Convert every line of the items below into a JSON list of strings, one string per line, skipping blank lines. Leave the pictures out of the list.

>> Begin THE INPUT

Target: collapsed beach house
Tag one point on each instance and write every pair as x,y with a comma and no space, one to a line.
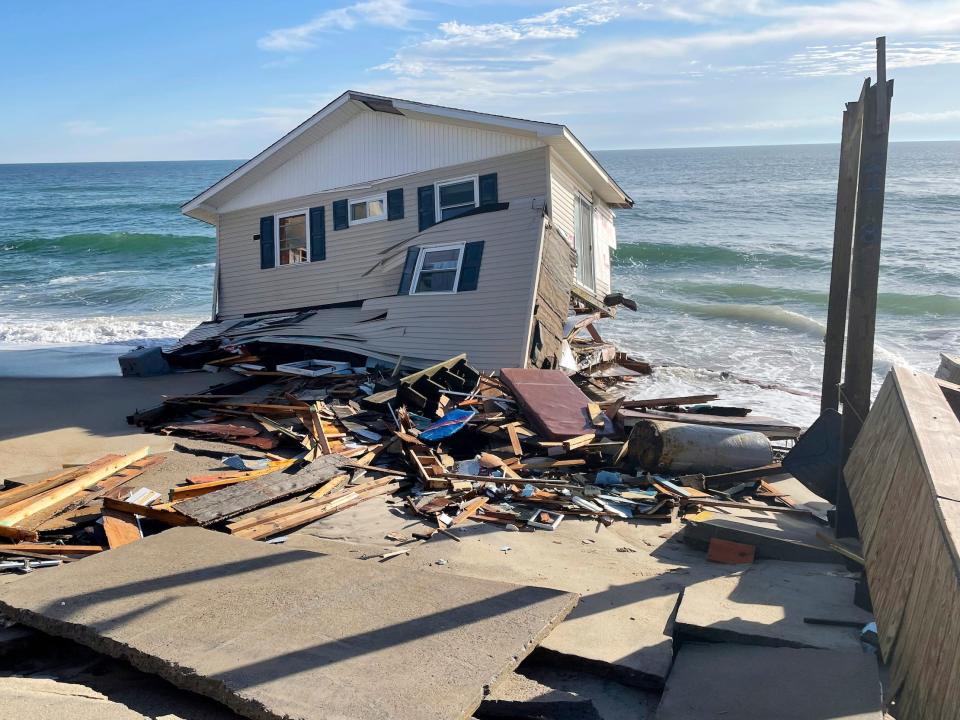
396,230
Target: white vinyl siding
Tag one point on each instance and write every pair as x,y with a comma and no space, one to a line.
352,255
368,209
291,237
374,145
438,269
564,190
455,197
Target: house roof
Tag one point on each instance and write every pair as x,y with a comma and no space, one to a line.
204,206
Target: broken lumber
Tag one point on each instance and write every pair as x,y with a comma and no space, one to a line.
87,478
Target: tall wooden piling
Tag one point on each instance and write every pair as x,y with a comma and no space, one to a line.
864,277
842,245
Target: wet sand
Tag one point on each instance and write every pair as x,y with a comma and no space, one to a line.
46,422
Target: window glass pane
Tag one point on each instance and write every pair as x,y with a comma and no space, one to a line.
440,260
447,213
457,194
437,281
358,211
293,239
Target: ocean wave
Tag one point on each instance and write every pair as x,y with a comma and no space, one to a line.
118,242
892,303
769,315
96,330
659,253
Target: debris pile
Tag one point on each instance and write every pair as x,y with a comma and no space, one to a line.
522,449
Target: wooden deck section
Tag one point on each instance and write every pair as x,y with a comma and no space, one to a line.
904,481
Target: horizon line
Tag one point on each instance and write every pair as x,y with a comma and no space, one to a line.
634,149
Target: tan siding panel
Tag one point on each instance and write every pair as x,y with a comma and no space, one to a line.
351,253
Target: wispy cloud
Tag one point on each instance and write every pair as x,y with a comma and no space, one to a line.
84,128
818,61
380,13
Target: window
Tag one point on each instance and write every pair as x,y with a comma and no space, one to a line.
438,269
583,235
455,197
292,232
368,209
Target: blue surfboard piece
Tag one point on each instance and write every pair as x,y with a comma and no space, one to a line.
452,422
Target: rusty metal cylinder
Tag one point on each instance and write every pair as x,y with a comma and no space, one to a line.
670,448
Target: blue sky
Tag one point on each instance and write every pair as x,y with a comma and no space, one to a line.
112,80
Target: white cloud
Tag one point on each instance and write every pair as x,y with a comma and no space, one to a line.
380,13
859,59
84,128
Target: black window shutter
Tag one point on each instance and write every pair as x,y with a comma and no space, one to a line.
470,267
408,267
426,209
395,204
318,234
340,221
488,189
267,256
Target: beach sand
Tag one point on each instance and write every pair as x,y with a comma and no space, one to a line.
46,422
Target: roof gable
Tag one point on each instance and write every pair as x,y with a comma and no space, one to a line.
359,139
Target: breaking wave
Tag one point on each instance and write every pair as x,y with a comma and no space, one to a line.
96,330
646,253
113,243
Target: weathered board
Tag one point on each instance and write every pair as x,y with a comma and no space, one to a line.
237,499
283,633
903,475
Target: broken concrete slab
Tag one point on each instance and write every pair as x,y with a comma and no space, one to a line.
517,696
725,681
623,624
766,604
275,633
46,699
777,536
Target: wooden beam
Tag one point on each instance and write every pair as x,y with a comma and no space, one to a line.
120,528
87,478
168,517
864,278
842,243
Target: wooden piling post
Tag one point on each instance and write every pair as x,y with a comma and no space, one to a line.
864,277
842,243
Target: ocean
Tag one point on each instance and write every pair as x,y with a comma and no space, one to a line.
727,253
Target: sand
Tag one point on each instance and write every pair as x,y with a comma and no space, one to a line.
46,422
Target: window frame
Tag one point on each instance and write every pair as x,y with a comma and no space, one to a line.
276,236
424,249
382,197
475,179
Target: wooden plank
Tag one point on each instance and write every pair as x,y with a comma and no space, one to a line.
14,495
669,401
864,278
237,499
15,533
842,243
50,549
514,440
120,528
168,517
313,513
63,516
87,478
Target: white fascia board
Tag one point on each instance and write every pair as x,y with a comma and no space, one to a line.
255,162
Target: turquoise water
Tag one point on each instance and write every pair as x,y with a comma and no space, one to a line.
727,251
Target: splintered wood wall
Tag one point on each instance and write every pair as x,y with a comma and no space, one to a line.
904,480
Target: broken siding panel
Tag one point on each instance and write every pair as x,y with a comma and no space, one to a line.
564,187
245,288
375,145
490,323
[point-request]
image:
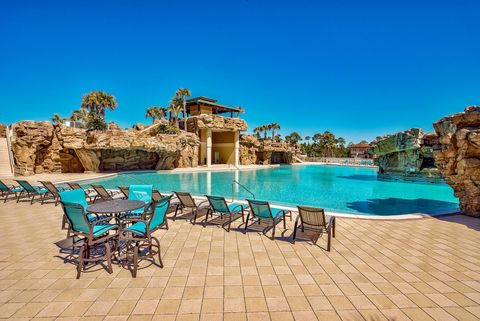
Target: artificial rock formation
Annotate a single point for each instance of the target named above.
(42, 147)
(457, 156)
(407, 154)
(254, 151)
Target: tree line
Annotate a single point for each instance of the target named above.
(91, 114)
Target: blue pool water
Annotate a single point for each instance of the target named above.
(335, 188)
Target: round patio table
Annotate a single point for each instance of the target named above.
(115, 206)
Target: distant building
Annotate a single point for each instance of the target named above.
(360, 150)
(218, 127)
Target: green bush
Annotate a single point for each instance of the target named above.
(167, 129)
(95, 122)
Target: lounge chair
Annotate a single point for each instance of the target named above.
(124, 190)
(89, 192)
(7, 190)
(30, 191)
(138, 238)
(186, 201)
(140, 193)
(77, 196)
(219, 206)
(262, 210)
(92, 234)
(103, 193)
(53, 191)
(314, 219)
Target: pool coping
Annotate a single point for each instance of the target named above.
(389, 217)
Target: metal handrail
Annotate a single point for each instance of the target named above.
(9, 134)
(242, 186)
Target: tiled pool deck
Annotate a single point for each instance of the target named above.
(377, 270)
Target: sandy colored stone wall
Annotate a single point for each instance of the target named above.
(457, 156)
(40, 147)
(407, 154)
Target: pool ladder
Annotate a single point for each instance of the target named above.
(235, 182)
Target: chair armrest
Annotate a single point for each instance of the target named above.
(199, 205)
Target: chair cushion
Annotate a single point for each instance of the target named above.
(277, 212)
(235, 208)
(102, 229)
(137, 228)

>> End THE INPUT

- **SOLUTION FOR THIS TASK**:
[
  "Target: collapsed beach house",
  "Tag one point on each instance and write every pair as x,y with a comma and no space, one to a line.",
  "396,230",
  "Target: white vinyl siding",
  "Tag one point on each instance and write every pair as x,y with a comma and no space, one to a line.",
  "352,255",
  "368,209",
  "291,237",
  "374,145",
  "438,269",
  "564,190",
  "455,197",
  "Target: house roof",
  "Tag one point on each instance and write every pair as x,y with a comma and no space, one to a line.",
  "204,206",
  "Target: broken lumber",
  "Tag one point on each instance and write every pair as x,y with a comma and no space, one to a line.",
  "87,478",
  "Target: tall wooden piling",
  "Tag one point on each instance and write every pair as x,y with a comma and no space, one to a line.",
  "864,277",
  "842,245",
  "Target: wet sand",
  "Tag one point on each instance and write every pair as x,y with a comma and no space, one to a line.",
  "46,422",
  "Target: window glass pane",
  "Tag one point on each instance and write every pair as x,y with a comma and no space, one to a line.",
  "440,260",
  "447,213",
  "457,194",
  "437,281",
  "358,211",
  "293,239",
  "Target: ocean wave",
  "Tag one point on each instance and write every pair as x,y with a comma and no space, one to a line.",
  "118,242",
  "892,303",
  "769,315",
  "96,330",
  "659,253",
  "Target: debris pile",
  "Tag one point on each instance and write every pair as x,y with a comma and no space, one to a line.",
  "522,449",
  "Target: wooden deck section",
  "Tag one point on each instance and write every pair as x,y with a comma and no space, one to a line.",
  "904,481",
  "Target: horizon line",
  "Tag one point on each instance and write every pair as x,y with a comma and no space, one to a line.",
  "634,149",
  "Target: tan siding panel",
  "Tag one point on each instance and write every pair as x,y with a comma and no space, one to a line.",
  "351,253",
  "Target: wispy cloud",
  "Tag one point on each instance and write every pair as x,y with a comma and no space, one to a line.",
  "84,128",
  "818,61",
  "380,13",
  "Target: window",
  "Tag one point on each instance and write every pair as x,y with a comma and no space, one to a line.",
  "438,269",
  "583,235",
  "455,197",
  "292,232",
  "368,209",
  "Target: blue surfboard piece",
  "Tag one point on each instance and write every pair as x,y with a comma and no space, one to a line.",
  "452,422",
  "Target: rusty metal cylinder",
  "Tag one point on each instance and write every pair as x,y with a comma and no space, one to a line.",
  "670,448",
  "Target: blue sky",
  "Tag one point on each instance and write every pair as x,y with a comma and no space, one to a line.",
  "112,80",
  "Target: white cloud",
  "Tag one point on each instance and write every pair as x,y with a comma and no space, one to a line.",
  "380,13",
  "859,59",
  "84,128",
  "Target: black window shutter",
  "Tag one point on each instance and write every pair as x,y with a comma and no space, one to a line.",
  "470,267",
  "408,267",
  "426,209",
  "395,204",
  "318,234",
  "340,221",
  "488,189",
  "267,256",
  "Target: beach sand",
  "Tag one point on each instance and write every pair as x,y with a comma and no space, one to a line.",
  "46,422",
  "Target: roof gable",
  "Tag one point on each instance and write every pair as x,y with a comma and no space, one to a line.",
  "359,139",
  "Target: breaking wave",
  "Tag one point on each instance and write every pair as x,y with a comma and no space, one to a line.",
  "96,330",
  "646,253",
  "113,243",
  "Target: weathered board",
  "Tag one point on each instance and write every pair as x,y with a comma and no space, one to a line.",
  "237,499",
  "283,633",
  "903,475",
  "Target: broken concrete slab",
  "Tag one point on each instance and write every pair as x,y with a comma and no space, one to a line.",
  "517,696",
  "725,681",
  "623,624",
  "766,604",
  "275,633",
  "46,699",
  "777,536",
  "Target: wooden beam",
  "Tag one point on each instance and write every pair as x,y with a comma and no space, one to a line.",
  "120,528",
  "87,478",
  "168,517",
  "864,278",
  "842,243",
  "Target: wooden piling post",
  "Tag one point on each instance and write every pair as x,y with a comma and no space, one to a line.",
  "864,277",
  "842,243",
  "Target: ocean",
  "Tag one point on each instance and write every pair as x,y with a comma and no space, one to a line.",
  "727,253",
  "Target: sand",
  "Tag one point on each instance and write every pair as x,y with a comma and no space, one to a line.",
  "46,422",
  "Target: window frame",
  "Tag one point on each instance and write every pair as x,y with a comma and no space, one to a line.",
  "276,236",
  "424,249",
  "382,197",
  "475,179",
  "Target: wooden plank",
  "Tag one point on each instance and write every pair as x,y with a comma and no space, one to a line.",
  "14,495",
  "669,401",
  "864,278",
  "237,499",
  "15,533",
  "842,243",
  "50,549",
  "514,440",
  "120,528",
  "168,517",
  "313,513",
  "63,516",
  "87,478",
  "Target: white fascia board",
  "Tag one point on each instance and write every pair as x,y with a comma and no space, one to a line.",
  "255,162",
  "Target: turquoise water",
  "Tag one point on each instance and write every pair as x,y with a comma and no space, one to a line.",
  "727,251",
  "Target: splintered wood wall",
  "Tag one point on each instance and write every pair as x,y with a comma and no space, one to a line.",
  "904,480",
  "Target: broken siding panel",
  "Tag one point on each instance and write every pair as x,y with a comma and no space, one to a line.",
  "564,187",
  "245,288",
  "375,145",
  "490,323",
  "[point-request]",
  "image:",
  "Target: artificial rock formation",
  "Annotate a single point for each instance of the target named above.",
  "(42, 147)",
  "(457, 156)",
  "(407, 154)",
  "(254, 151)",
  "Target: tree line",
  "Annotate a single point for each instance of the target named above.",
  "(91, 114)",
  "Target: blue pool water",
  "Annotate a single point for each instance of the target named above.",
  "(335, 188)",
  "Target: round patio table",
  "Annotate a single point for each instance of the target named above.",
  "(115, 206)",
  "Target: distant building",
  "Annotate a single point for each instance of the target named above.",
  "(360, 150)",
  "(218, 127)",
  "Target: green bush",
  "Annotate a single point for each instance of the target named above.",
  "(167, 129)",
  "(95, 122)",
  "Target: lounge chair",
  "Annotate a single point for each instance of the target named above.",
  "(124, 190)",
  "(89, 192)",
  "(7, 190)",
  "(30, 191)",
  "(138, 238)",
  "(186, 201)",
  "(140, 193)",
  "(77, 196)",
  "(219, 206)",
  "(262, 210)",
  "(92, 234)",
  "(103, 193)",
  "(53, 191)",
  "(314, 219)",
  "Target: pool coping",
  "Annotate a single point for each instance of the target named above.",
  "(389, 217)",
  "Target: metal handrail",
  "Annotate a single point for each instance of the target named above.",
  "(9, 134)",
  "(242, 186)",
  "Target: tiled pool deck",
  "Annotate a single point for each instance of the target named above.",
  "(377, 270)",
  "Target: sandy colored stone wall",
  "Annotate a single point for each instance of the target named above.",
  "(457, 156)",
  "(40, 147)",
  "(407, 154)",
  "Target: pool ladder",
  "Annotate a single point for each instance of the target named above.",
  "(235, 182)",
  "Target: chair armrest",
  "Annotate a single point for each instance of the target named above.",
  "(199, 205)",
  "Target: chair cushion",
  "Annotate a single point for each instance of the target named above.",
  "(277, 212)",
  "(235, 208)",
  "(102, 229)",
  "(137, 228)"
]